━━━ Data shown
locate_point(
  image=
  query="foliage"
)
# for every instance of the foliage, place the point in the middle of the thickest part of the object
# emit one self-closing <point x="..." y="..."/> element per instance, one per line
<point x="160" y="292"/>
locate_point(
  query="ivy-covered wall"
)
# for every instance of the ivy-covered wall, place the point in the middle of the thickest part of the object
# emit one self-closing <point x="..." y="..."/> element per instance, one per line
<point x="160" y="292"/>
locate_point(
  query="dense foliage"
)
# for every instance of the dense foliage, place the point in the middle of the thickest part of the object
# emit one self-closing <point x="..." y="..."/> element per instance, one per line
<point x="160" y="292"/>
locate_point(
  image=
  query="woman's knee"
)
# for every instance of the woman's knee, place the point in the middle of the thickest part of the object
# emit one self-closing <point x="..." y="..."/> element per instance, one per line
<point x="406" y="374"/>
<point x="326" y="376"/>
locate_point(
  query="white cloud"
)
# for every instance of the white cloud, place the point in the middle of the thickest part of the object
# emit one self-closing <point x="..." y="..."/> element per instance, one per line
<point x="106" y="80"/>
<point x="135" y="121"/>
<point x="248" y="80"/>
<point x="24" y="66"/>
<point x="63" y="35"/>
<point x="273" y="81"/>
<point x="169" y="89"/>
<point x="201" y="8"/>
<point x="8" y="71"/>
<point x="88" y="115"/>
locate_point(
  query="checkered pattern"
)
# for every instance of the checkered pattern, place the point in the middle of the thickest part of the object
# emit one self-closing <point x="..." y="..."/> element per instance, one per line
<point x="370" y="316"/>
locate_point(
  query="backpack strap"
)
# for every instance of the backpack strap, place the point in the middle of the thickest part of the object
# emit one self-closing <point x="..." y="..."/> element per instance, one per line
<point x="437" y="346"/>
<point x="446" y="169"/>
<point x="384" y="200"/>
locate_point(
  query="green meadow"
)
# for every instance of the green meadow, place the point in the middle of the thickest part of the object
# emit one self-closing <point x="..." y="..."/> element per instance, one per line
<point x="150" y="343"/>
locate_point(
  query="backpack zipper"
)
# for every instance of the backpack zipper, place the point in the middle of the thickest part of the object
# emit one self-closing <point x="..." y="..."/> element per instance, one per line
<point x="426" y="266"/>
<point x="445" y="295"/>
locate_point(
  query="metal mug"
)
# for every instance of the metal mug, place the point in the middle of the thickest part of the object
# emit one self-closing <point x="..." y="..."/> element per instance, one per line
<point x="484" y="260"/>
━━━━━━
● Prompt
Please reproduce each record precisely as written.

● Worked answer
locate_point(
  image=
  query="foliage"
)
# for every instance of the foliage, place the point in the middle of the thickest part of the object
# emit one self-closing <point x="..." y="..."/> element per instance, one per line
<point x="160" y="292"/>
locate_point(
  query="ivy-covered wall"
)
# for every instance of the ivy-covered wall, place the point in the middle of the thickest part of the object
# emit one self-closing <point x="..." y="..."/> element per instance, one per line
<point x="160" y="292"/>
locate_point(
  query="dense foliage"
)
# for every instance of the dense foliage, place the point in the middle of the thickest part of the object
# emit one self-closing <point x="..." y="..."/> element per instance, one per line
<point x="160" y="292"/>
locate_point(
  image=
  query="woman's knee"
)
# for every instance of the woman's knee, place the point in the middle of the thickest part of the object
# emit one self-closing <point x="..." y="..."/> element per instance, one per line
<point x="406" y="374"/>
<point x="326" y="376"/>
locate_point(
  query="white cloud"
)
# for every instance of the white cloud, place the point in the middle of the thickest part of the object
# emit one self-closing <point x="..." y="..."/> element per instance, one per line
<point x="106" y="80"/>
<point x="135" y="121"/>
<point x="248" y="80"/>
<point x="24" y="66"/>
<point x="63" y="35"/>
<point x="273" y="81"/>
<point x="169" y="89"/>
<point x="201" y="8"/>
<point x="8" y="71"/>
<point x="88" y="115"/>
locate_point(
  query="checkered pattern"
)
# for every instance of the checkered pattern, place the point in the middle of the thickest part of the object
# emit one self-closing <point x="..." y="..."/> element per instance, one per line
<point x="370" y="316"/>
locate_point(
  query="backpack strap"
)
# for every instance of the backpack strap, place the point in the middle of the thickest part of the object
# emit one self-closing <point x="..." y="..."/> element per instance, one per line
<point x="437" y="346"/>
<point x="446" y="169"/>
<point x="384" y="200"/>
locate_point(
  query="green meadow"
)
# for every instance of the green meadow, place the point in the middle of the thickest part of the object
# emit one self-closing <point x="..." y="..."/> element per instance, one per line
<point x="150" y="343"/>
locate_point(
  query="backpack zipper"
)
# for every instance of the backpack zipper, place the point in the middle of the thickest part of the object
# emit one self-closing <point x="..." y="..."/> element per instance, one per line
<point x="426" y="266"/>
<point x="445" y="295"/>
locate_point(
  query="metal mug"
)
# for every instance of the metal mug, place the point in the middle of the thickest part of the object
# emit one self-closing <point x="..." y="..."/> element per instance, one per line
<point x="484" y="260"/>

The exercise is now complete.